- **Passage**
Federal prosecutors in Germany have accused a Tunisian man of creating a biological weapon for use in an Islamic attack.
The suspect, 29-year-old Sief Allah H., was arrested Tuesday in Cologne following a raid on his apartment.
German authorities said Thursday that Sief used castor bean seeds to create the deadly toxin ricin, but are still investigating how he planned to use it.
“We don’t know how, or how widely, the ricin was to have been distributed,” said Markus Schmitt, the prosecutors’ spokesman.
Deeply concerning development in Germany. Never before to my knowledge has a jihadi in the West successfully produced ricin. If this initial finding is confirmed a new threshold has been crossed in the chemical terror threat. https://t.co/GcZgaSxMeO
— Paul Cruickshank (@CruickshankPaul) June 14, 2018
Sief began ordering materials online to develop the toxin in May before successfully producing ricin this month, the prosecutors said, declining to reveal the amount taken during the raid.
Schmitt added that while Sief is not believed to have belonged to any terrorist group, the suspect was known to have communicated in one way or another with extremists.
“He had contacts with people in the jihadist spectrum,” Schmitt said.
According to the Associated Press, German newspaper Bild reports that U.S. intelligence alerted Germany to Sief after detecting his online purchases.
Bild also reported that the suspect, who allegedly lived with a wife, a convert to Islam, and four children, intended to make a ricin bomb after locating instructions posted online by the Islamic State.
Schmitt declined to confirm or deny Bild’s reporting when asked by the AP.
“The seeds of the castor bean plant are naturally poisonous and can be used to create ricin. The substance kills the body’s cells by preventing them from creating protein,” the AP notes. “A few milligrams are enough to kill an adult if it’s eaten, injected or inhaled. Early symptoms include chest pain, breathing difficulties and coughing.”

- **Material provided**
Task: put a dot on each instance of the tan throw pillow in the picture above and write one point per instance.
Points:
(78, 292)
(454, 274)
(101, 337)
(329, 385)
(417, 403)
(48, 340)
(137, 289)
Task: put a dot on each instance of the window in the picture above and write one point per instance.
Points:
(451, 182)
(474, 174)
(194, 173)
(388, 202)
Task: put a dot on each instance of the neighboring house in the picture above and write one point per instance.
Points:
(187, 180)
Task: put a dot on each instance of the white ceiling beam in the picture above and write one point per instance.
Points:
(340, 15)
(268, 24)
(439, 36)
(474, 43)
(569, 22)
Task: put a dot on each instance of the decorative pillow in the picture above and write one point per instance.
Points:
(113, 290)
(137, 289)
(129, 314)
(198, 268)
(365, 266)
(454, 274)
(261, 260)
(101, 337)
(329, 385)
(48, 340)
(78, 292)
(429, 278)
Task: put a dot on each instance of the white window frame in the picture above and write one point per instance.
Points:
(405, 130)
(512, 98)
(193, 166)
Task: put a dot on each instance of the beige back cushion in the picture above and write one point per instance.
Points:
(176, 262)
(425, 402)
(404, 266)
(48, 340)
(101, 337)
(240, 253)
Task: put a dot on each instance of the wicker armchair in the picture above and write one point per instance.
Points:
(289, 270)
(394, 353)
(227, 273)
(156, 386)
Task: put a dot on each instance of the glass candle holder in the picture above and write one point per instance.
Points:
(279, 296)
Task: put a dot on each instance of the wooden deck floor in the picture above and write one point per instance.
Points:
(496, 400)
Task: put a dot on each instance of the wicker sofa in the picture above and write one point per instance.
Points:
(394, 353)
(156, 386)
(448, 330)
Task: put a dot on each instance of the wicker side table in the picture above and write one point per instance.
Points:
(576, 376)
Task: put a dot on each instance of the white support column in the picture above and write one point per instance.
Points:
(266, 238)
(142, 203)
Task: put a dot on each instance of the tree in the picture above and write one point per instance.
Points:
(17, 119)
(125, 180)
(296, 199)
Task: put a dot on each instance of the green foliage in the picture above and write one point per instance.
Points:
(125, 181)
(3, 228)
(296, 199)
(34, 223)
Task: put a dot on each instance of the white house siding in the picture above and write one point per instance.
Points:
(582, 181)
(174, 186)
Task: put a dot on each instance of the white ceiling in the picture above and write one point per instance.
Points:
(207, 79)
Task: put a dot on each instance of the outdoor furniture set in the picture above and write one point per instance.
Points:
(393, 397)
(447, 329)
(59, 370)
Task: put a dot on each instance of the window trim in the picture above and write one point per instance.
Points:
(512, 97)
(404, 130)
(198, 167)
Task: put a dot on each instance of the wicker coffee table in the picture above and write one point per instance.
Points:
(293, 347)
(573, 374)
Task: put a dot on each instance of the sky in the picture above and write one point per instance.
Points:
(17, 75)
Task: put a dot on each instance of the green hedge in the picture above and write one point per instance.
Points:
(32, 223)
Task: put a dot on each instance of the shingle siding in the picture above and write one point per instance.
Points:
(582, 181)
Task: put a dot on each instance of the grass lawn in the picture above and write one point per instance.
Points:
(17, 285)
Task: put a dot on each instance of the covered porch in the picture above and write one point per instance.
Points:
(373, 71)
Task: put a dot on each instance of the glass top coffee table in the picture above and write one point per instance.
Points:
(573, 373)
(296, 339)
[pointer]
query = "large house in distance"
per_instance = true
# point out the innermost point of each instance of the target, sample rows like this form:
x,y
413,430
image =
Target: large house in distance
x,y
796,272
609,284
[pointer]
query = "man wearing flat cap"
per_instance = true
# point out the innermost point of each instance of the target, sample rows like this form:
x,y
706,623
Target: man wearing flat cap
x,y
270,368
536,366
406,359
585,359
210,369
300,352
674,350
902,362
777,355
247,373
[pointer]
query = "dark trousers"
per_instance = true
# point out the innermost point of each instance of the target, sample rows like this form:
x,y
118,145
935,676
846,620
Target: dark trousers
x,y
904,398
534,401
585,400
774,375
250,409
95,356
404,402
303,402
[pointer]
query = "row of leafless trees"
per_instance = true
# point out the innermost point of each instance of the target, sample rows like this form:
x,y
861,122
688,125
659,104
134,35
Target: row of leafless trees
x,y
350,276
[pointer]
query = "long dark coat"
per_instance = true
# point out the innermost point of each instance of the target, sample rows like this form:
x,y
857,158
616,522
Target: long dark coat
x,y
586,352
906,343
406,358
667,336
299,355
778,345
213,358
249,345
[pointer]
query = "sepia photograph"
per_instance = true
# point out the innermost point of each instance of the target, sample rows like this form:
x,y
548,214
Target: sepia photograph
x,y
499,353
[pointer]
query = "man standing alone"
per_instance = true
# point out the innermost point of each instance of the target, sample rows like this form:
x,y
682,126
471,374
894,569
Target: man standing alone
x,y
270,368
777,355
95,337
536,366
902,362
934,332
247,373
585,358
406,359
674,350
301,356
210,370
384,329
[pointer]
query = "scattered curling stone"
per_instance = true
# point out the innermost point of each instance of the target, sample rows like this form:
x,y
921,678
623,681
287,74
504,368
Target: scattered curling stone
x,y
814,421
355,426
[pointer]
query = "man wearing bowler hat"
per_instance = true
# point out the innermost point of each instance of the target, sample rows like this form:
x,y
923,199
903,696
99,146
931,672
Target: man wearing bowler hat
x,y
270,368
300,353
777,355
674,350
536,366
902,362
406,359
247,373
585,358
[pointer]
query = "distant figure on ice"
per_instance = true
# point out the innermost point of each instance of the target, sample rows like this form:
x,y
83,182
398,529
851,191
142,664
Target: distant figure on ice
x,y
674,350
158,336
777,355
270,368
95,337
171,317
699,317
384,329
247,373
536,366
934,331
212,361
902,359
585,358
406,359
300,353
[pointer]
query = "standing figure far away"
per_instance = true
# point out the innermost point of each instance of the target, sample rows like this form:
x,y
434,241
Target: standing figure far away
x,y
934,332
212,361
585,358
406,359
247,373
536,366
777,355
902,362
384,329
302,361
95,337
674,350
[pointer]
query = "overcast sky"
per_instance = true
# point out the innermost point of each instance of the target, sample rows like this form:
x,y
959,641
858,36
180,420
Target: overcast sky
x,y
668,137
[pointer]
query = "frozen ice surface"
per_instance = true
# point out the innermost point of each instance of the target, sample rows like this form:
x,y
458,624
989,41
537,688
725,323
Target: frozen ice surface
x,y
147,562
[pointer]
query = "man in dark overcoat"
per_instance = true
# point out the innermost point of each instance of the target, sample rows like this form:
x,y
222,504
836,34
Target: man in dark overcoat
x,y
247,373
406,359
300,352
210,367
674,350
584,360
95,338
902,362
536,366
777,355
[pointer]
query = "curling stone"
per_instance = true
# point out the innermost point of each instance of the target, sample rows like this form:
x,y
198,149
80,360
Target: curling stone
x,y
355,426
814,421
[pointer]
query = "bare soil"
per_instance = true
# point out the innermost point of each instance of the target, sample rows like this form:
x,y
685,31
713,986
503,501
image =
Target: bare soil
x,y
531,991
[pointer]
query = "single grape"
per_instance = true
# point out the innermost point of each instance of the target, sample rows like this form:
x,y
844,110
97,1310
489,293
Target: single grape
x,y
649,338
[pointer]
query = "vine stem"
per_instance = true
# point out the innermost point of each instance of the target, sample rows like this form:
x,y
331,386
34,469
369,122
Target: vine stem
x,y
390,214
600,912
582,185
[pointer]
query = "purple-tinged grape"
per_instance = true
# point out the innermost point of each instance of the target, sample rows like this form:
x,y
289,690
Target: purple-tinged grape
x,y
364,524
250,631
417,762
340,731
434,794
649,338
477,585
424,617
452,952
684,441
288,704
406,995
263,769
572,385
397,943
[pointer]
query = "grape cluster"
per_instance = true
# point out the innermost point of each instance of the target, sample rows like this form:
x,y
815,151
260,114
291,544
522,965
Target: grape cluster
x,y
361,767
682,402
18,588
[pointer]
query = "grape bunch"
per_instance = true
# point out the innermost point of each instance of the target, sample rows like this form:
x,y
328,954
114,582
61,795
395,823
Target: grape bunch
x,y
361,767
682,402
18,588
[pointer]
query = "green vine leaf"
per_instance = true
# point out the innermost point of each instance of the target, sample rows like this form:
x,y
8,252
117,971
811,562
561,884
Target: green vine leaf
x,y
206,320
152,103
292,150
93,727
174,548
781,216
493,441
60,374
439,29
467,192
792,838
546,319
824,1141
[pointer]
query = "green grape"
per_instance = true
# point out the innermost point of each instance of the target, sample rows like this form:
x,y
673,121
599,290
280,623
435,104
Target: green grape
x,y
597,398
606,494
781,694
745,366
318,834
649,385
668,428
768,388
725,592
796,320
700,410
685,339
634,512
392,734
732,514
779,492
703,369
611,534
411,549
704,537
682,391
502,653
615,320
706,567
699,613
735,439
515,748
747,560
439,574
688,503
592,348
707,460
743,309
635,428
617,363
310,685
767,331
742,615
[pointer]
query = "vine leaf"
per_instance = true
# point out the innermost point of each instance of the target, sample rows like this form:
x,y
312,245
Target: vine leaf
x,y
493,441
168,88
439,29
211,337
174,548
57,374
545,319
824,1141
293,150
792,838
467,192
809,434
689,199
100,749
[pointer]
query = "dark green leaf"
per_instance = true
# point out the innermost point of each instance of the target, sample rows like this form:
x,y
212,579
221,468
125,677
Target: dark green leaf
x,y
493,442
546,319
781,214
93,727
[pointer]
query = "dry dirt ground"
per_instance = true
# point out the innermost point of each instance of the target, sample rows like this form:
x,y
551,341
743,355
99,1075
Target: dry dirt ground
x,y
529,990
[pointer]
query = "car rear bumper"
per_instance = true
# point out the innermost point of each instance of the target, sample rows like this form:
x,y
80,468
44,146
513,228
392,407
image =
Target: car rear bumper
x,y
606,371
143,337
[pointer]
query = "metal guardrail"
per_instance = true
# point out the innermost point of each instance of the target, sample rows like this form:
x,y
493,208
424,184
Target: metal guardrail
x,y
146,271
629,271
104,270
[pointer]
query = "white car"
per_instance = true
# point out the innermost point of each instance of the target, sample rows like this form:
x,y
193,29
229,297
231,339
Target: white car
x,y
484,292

- **Exercise description**
Rewrite the ricin report starting with "The suspect, 29-year-old" and going on through "during the raid.", using "investigators" in place of "prosecutors".

- **Written answer**
The suspect, 29-year-old Sief Allah H., was arrested Tuesday in Cologne following a raid on his apartment.
German authorities said Thursday that Sief used castor bean seeds to create the deadly toxin ricin, but are still investigating how he planned to use it.
“We don’t know how, or how widely, the ricin was to have been distributed,” said Markus Schmitt, the investigators’ spokesman.
Deeply concerning development in Germany. Never before to my knowledge has a jihadi in the West successfully produced ricin. If this initial finding is confirmed a new threshold has been crossed in the chemical terror threat. https://t.co/GcZgaSxMeO
— Paul Cruickshank (@CruickshankPaul) June 14, 2018
Sief began ordering materials online to develop the toxin in May before successfully producing ricin this month, the investigators said, declining to reveal the amount taken during the raid.